*Problem requirements*
Repeat the records below word for word, but start at the line that contains "the red brick", stop after the last line, and include nothing else.

*Entries shown*
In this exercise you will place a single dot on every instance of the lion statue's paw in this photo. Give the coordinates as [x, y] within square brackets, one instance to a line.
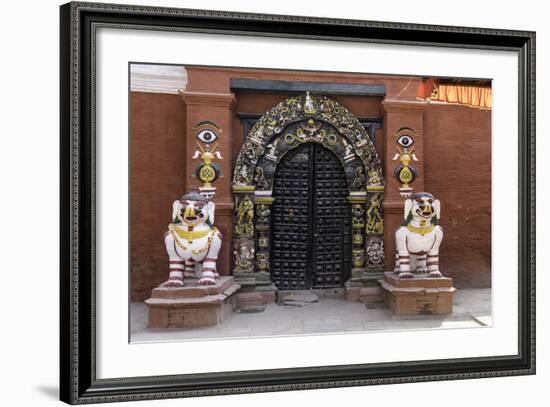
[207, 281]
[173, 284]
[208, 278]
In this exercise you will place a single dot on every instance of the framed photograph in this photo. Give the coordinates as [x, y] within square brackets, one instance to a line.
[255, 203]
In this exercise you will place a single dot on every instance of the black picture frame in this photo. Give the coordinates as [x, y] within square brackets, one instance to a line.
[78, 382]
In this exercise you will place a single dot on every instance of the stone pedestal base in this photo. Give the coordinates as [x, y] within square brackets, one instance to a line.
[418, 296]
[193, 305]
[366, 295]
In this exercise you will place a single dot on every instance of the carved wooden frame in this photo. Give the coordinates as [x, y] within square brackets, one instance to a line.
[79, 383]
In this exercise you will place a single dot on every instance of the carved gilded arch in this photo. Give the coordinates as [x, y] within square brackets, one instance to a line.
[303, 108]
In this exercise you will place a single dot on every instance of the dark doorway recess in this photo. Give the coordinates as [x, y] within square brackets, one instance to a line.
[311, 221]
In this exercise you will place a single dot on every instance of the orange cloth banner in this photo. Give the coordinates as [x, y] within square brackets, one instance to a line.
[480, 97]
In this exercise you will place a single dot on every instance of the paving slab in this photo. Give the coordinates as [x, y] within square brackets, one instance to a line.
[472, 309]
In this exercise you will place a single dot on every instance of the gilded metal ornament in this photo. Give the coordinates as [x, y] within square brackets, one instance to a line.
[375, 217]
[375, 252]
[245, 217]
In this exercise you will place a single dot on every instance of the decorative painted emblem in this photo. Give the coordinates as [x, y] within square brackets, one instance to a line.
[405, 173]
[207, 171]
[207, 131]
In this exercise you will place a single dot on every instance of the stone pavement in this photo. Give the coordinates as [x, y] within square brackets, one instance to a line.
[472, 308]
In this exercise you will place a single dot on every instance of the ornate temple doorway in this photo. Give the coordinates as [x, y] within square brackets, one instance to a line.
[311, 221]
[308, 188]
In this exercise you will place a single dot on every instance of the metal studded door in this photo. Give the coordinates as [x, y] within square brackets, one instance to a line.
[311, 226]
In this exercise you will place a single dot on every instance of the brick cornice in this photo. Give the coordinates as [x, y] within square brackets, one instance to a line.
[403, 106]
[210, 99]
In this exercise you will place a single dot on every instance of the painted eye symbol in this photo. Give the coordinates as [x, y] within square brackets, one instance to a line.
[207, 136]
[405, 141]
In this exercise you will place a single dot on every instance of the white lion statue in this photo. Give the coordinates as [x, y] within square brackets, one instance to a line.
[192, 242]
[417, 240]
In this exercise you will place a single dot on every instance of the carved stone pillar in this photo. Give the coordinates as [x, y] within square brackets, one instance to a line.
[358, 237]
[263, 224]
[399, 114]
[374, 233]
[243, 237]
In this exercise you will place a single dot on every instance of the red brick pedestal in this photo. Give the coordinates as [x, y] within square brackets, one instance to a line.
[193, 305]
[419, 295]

*Response*
In this exercise you will place a single dot on every instance of the red brick pedestal in this photo. Give the coordinates as [x, y] within square brackets, one instance to a line.
[193, 305]
[419, 295]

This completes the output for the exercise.